◆ **INSTRUCTION A**: Reproduce the records from their first line through the line containing "[(436, 453)]", substituting "copper tray" for "brass tray" and changing nothing else.

>> start SOURCE TEXT

Mr. Kenneth Clarke (Rushcliffe) (Con): I beg to move,

I regret that I am not the spokesman for my party on the subject of Titian or any other great Venetian painter. I am, however, addressing a serious issue, and presenting what I hope the whole House will consider to be a helpful motion. I am aware that over the years I have acquired a slightly clichéd reputation as a rather combative politician, and I sometimes weary of being described as a bruiser, so I decided to table a constructive and helpful motion as the first Opposition motion on the subject of a DBERR responsibility.

Lord Mandelson—Peter Mandelson—has rightly described himself as an old political friend of mine. I thought I would table a motion that agreed with an important statement that he had made in December last year, supported his announcement about the future of Royal Mail and urged him to proceed with that policy. My hon. Friends and I will have to ask some very important questions—in two months the Government have failed to clarify aspects of the policy, so there will be serious issues for me to raise—but I had assumed that the motion, as drafted, would stand alone on the Order Paper.

>> end SOURCE TEXT
>> start INFORMATION SUPPLIED

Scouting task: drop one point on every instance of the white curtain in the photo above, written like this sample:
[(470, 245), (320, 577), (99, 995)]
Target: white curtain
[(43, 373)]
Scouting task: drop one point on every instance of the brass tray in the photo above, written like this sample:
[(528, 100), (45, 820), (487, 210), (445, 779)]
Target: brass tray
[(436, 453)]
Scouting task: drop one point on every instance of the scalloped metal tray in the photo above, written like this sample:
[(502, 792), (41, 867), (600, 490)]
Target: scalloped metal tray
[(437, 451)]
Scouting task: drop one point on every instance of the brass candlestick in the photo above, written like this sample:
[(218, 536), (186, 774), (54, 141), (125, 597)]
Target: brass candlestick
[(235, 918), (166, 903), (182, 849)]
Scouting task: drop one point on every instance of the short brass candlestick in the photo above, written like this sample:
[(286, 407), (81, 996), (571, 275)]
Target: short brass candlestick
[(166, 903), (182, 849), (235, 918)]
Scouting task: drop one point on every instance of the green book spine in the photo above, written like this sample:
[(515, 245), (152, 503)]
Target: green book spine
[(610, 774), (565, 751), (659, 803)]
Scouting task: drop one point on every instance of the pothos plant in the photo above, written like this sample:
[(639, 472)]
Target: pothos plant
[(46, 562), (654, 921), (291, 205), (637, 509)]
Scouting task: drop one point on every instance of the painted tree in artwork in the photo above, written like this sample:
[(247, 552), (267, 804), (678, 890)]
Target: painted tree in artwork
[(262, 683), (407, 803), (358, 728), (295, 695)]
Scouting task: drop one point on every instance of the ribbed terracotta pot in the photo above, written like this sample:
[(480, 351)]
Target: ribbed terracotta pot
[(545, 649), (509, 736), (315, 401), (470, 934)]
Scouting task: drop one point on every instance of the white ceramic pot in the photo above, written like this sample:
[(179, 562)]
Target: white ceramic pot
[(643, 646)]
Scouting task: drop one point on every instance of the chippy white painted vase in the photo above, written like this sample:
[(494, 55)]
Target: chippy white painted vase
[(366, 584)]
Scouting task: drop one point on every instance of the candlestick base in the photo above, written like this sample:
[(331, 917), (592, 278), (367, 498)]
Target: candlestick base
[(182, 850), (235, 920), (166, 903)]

>> end INFORMATION SUPPLIED

◆ **INSTRUCTION B**:
Answer these from the speech on Royal Mail:
(i) How has Lord Mandelson described himself in relation to the speaker?
(ii) When did Lord Mandelson make the statement that the motion agrees with?
(iii) What word does the speaker say he sometimes wearies of being described as?

◆ **WRITTEN SOLUTION A**:
Scouting task: drop one point on every instance of the white curtain in the photo above, written like this sample:
[(470, 245), (320, 577), (99, 995)]
Target: white curtain
[(43, 373)]
Scouting task: drop one point on every instance of the copper tray in the photo above, written like this sample:
[(528, 100), (45, 820), (487, 210), (445, 779)]
Target: copper tray
[(436, 453)]

◆ **WRITTEN SOLUTION B**:
(i) As an old political friend of the speaker.
(ii) In December last year.
(iii) A bruiser.